• **TEXT**
○ ○ ○ ○ ○ ○ ○

Raza (Migration)
[2019] AATA 6168
•24 October 2019
Raza (Migration) [2019] AATA 6168 (24 October 2019)
DECISION RECORD
DIVISION:Migration & Refugee Division
APPLICANT: Mr Ahmed Raza
CASE NUMBER: 1836670
HOME AFFAIRS REFERENCE(S): BCC2018/4141313
MEMBER:Rachel Westaway
DATE:24 October 2019
PLACE OF DECISION: Melbourne
DECISION:The Tribunal affirms the decision to cancel the applicant’s Subclass 573 Higher Education Sector visa.
Statement made on 24 October 2019 at 6:48pm
CATCHWORDS
MIGRATION – cancellation – Student (Temporary) (Class TU) – Subclass 573 Higher Education Sector – risk to community – criminal charges – claims innocence – good behaviour in prison – community does not tolerate sexual assault – decision under review affirmed
LEGISLATION
Migration Act 1958 (Cth), s 116
CASES
Gong v MIBP [2016] FCCA 561
Tien v MIMA (1998) 89 FCR 80
STATEMENT OF DECISION AND REASONS
APPLICATION FOR REVIEW
This is an application for review of a decision dated 11 December 2018 made by a delegate of the Minister for Home Affairs to cancel the applicant’s Subclass 573 Higher Education Sector visa under s.116 of the Migration Act 1958 (the Act).
The delegate cancelled the visa under s.116(1)(e) as the presence of its holder in Australia is or may be, or would or might be, a risk to the health, safety or good order of the Australian community or a segment of the Australian community on the basis that on 21 September 2018 the visa holder was arrested and charged by Victoria Police with 13 counts of Sexual Assault. The issue in the present case is whether that ground for cancellation is made out, and if so, whether the visa should be cancelled. The applicant was in detention at the time of the hearing.
The applicant appeared before the Tribunal on 8 March 2019 to give evidence and present arguments.
For the following reasons, the Tribunal has concluded that the decision to cancel the applicant’s visa should be affirmed.

○ ○ ○ ○ ○ ○ ○

• **SUPPLIED DATA**

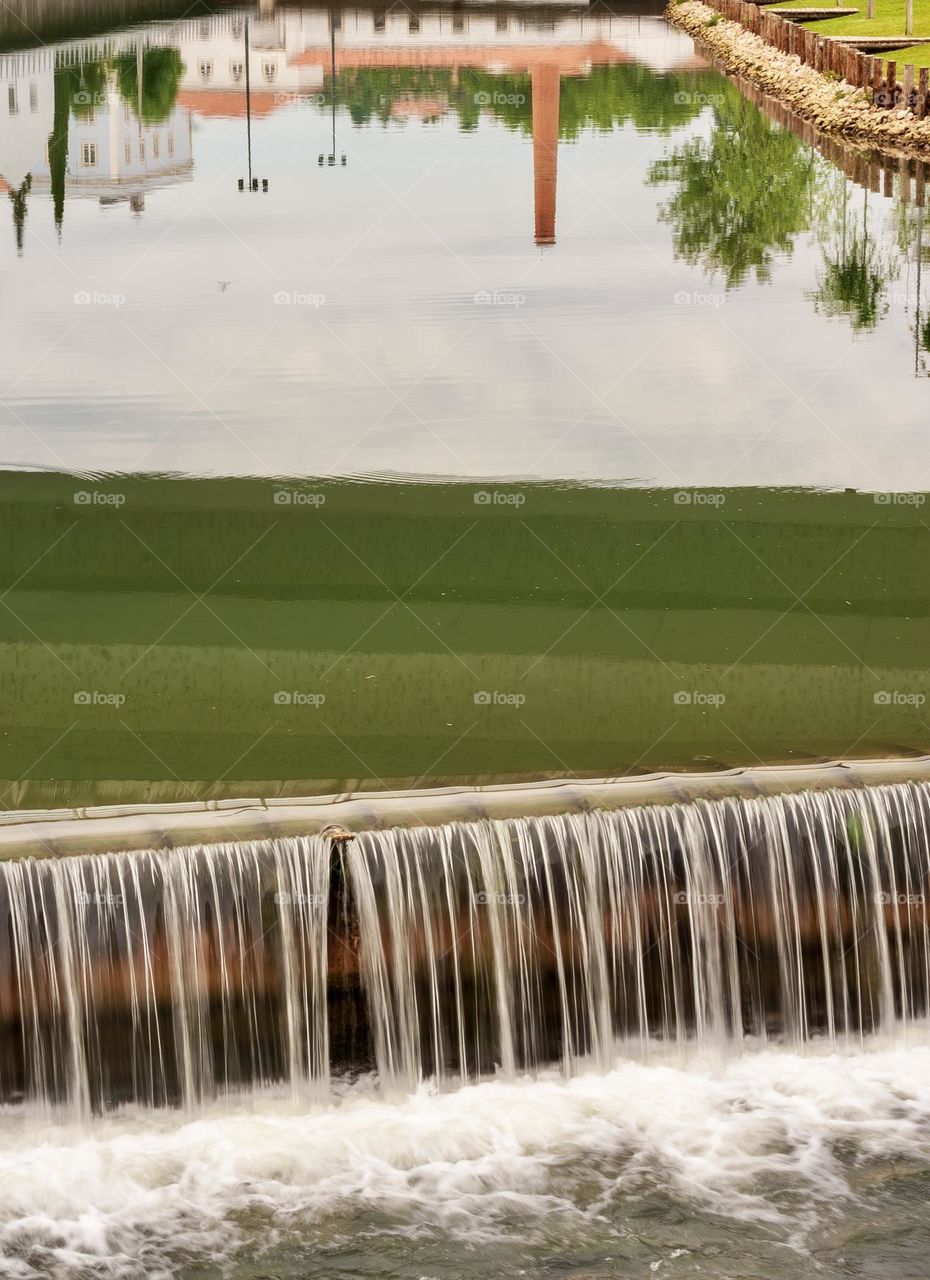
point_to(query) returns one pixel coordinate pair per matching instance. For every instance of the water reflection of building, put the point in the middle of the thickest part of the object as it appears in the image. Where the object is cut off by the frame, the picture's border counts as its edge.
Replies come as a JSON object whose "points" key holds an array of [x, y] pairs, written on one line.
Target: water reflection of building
{"points": [[114, 156], [108, 152], [292, 53]]}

○ ○ ○ ○ ○ ○ ○

• **PARTS OF THE EXERCISE**
(a) In one to three sentences, explain why the delegate cancelled the applicant's visa, according to the decision record.
(b) Print the part of the decision record from "The applicant appeared" to "should be affirmed.".
The listing has no connection to the decision record.

• **SOLVED PROBLEMS**
(a) The delegate cancelled the visa under s.116(1)(e) because the holder's presence in Australia is or may be, or would or might be, a risk to the health, safety or good order of the Australian community or a segment of it. The basis was that on 21 September 2018 the visa holder was arrested and charged by Victoria Police with 13 counts of Sexual Assault.

(b)
The applicant appeared before the Tribunal on 8 March 2019 to give evidence and present arguments.
For the following reasons, the Tribunal has concluded that the decision to cancel the applicant’s visa should be affirmed.